To do:
a) Answer these from the article on at-home fetal monitors:
(i) How many stillbirths and newborn deaths have the devices been implicated in since 2022?
(ii) In what month and year was the sale of handheld fetal heart monitors banned in Australia?
(iii) Through what are the devices being sold illegally, according to the TGA statement?
b) Translate this sentence from the article on at-home fetal monitors into Spanish: "But retailers have continued to sell the popular, though illegal, devices to would-be Australian parents."
c) Transcribe the part of the article on at-home fetal monitors that opens with the words containing "The sale of" and closes with "attention and death.".

Supplied passage:
Segment Open

15/08/2025
Popular at-home fetal monitors linked to stillbirths, newborn deaths
By Kate Aubusson- Sydney Morning Hearld
August 15, 2025
Australia’s medical device watchdog is warning pregnant women against using popular portable fetal heart monitors, after the devices were implicated in six stillbirths and newborn deaths since 2022.
The most recent death was reported to the Threaparuic Goods Administration on Tuesday, a spokesperson said.
The sale of handheld fetal heart monitors – also known as portable fetal dopplers – was banned in Australia in September 2024 after a TGA review confirmed the devices were “falsely reassuring” pregnant women that their distressed unborn babies had healthy heartbeats, leading to delays in seeking medical attention and death.
But retailers have continued to sell the popular, though illegal, devices to would-be Australian parents.
“[W]e are aware of devices being sold illegally through online platforms,” the TGA said in a statement, adding: “There are no home-use [fetal] dopplers approved for supply in Australia by the TGA.”

Segment Closed

[Stored data entries]
Segment Open

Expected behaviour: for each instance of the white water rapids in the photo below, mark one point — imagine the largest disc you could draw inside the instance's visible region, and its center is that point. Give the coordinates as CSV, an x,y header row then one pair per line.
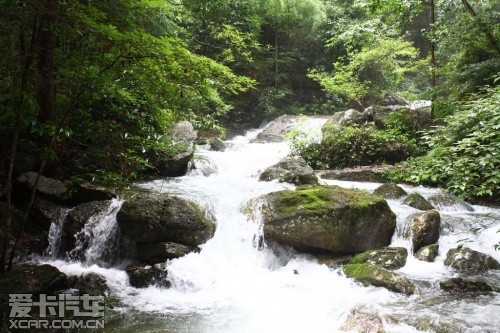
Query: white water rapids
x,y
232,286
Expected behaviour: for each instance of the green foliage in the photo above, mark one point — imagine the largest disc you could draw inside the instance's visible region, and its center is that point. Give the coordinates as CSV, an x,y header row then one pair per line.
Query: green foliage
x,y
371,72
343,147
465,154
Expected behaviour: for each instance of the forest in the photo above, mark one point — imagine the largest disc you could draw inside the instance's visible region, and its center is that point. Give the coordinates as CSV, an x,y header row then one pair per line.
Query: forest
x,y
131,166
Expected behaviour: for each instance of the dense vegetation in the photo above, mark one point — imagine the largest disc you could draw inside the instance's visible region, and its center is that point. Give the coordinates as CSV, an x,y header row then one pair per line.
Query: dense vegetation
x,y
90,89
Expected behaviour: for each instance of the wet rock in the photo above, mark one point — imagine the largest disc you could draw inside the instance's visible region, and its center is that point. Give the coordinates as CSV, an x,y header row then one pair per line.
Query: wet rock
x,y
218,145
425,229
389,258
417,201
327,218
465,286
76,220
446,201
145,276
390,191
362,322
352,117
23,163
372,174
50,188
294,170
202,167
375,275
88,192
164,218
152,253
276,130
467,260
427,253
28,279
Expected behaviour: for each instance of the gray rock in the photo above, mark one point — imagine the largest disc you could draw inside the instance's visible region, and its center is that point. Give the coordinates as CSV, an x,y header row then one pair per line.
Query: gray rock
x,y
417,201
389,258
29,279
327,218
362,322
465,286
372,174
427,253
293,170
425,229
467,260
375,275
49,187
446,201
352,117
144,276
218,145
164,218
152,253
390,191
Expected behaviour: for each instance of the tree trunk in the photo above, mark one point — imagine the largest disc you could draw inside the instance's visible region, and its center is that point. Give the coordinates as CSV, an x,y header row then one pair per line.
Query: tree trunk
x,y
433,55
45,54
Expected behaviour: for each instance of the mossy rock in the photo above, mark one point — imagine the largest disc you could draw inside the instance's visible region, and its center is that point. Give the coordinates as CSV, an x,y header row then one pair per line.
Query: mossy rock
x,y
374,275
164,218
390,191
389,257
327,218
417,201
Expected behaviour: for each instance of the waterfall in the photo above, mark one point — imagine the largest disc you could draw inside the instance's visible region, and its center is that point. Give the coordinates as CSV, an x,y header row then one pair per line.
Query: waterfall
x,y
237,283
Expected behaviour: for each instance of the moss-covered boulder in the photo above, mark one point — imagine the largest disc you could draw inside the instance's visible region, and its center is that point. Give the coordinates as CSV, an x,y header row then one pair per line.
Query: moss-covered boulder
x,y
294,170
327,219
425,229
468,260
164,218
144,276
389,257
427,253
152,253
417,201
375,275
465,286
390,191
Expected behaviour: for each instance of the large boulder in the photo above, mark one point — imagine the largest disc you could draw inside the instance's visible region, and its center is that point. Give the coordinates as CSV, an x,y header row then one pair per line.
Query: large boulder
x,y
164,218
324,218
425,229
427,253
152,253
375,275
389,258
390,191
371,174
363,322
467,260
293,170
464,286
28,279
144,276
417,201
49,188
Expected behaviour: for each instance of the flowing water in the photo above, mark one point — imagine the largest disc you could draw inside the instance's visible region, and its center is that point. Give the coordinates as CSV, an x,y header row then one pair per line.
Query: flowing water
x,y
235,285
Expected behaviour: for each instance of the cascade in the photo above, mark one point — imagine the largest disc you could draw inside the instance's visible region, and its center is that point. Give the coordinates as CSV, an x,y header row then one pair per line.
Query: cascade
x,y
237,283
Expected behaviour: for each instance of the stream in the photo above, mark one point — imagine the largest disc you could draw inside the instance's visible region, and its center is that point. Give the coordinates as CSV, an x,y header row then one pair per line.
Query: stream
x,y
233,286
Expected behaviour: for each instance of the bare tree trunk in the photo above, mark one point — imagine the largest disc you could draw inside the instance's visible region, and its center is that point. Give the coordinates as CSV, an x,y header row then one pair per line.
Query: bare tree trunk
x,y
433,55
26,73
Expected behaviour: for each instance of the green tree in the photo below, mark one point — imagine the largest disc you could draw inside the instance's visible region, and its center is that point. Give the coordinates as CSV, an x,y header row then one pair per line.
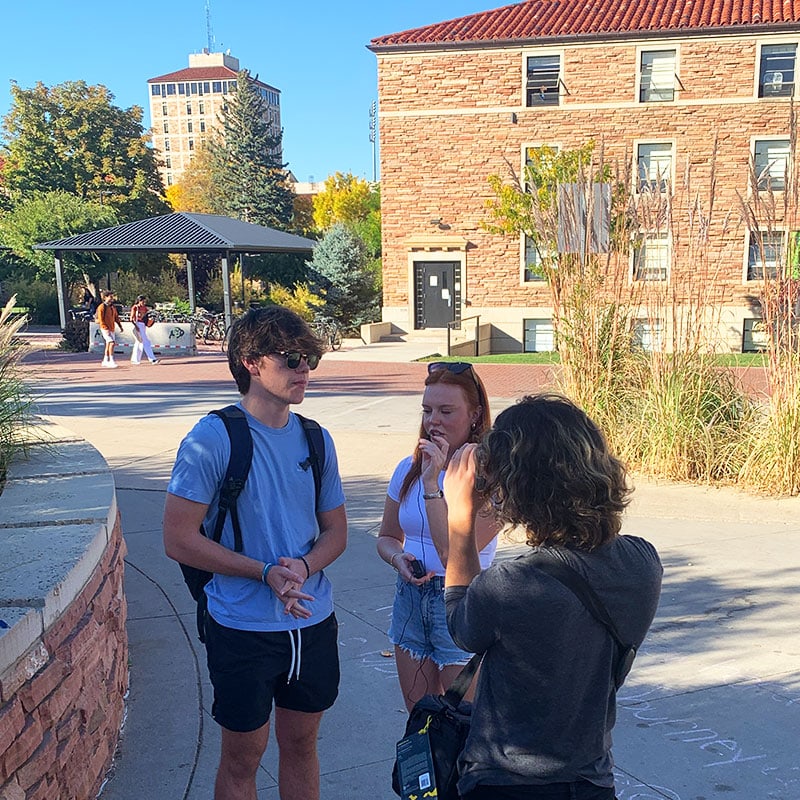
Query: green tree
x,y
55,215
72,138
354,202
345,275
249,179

Segment Closed
Segment Open

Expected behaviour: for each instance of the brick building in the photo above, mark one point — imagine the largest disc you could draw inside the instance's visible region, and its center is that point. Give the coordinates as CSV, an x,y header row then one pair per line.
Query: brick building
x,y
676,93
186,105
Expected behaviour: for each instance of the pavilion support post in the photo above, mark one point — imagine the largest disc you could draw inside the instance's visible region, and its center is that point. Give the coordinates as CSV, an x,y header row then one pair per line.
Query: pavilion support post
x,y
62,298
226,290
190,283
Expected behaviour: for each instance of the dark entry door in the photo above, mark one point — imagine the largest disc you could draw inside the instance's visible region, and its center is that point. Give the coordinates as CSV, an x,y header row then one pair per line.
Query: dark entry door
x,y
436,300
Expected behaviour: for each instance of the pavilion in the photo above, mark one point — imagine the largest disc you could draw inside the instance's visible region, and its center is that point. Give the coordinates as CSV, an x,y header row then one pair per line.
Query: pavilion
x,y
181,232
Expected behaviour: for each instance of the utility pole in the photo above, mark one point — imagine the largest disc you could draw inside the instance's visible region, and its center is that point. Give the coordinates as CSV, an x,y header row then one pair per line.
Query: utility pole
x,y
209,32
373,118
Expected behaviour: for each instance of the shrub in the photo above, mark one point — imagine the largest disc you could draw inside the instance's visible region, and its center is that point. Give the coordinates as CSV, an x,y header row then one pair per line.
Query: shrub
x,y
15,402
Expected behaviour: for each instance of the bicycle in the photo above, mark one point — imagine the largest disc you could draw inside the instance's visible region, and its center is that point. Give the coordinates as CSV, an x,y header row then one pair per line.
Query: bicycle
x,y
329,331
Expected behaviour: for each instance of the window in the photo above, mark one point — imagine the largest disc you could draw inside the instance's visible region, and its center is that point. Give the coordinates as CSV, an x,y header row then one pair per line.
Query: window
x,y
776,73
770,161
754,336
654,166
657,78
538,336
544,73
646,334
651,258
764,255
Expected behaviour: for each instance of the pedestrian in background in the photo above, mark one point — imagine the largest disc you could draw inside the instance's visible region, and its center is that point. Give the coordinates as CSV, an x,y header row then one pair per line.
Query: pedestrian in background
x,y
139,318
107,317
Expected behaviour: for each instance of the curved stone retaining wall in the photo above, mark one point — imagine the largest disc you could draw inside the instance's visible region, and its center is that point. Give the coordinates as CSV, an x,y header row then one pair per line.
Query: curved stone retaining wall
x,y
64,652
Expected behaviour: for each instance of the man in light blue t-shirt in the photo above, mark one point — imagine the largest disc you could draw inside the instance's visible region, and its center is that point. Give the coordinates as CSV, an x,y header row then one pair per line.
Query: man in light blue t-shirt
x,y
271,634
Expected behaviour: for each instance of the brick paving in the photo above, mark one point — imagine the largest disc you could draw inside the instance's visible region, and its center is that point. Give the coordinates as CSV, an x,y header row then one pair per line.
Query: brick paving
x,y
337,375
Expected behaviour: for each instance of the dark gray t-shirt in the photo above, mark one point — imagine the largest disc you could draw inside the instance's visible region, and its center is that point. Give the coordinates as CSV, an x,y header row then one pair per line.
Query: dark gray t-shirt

Segment Closed

Results in order:
a)
(i) Six
(ii) September 2024
(iii) Online platforms

b) Pero los minoristas han seguido vendiendo estos dispositivos populares, aunque ilegales, a futuros padres australianos.

c)
The sale of handheld fetal heart monitors – also known as portable fetal dopplers – was banned in Australia in September 2024 after a TGA review confirmed the devices were “falsely reassuring” pregnant women that their distressed unborn babies had healthy heartbeats, leading to delays in seeking medical attention and death.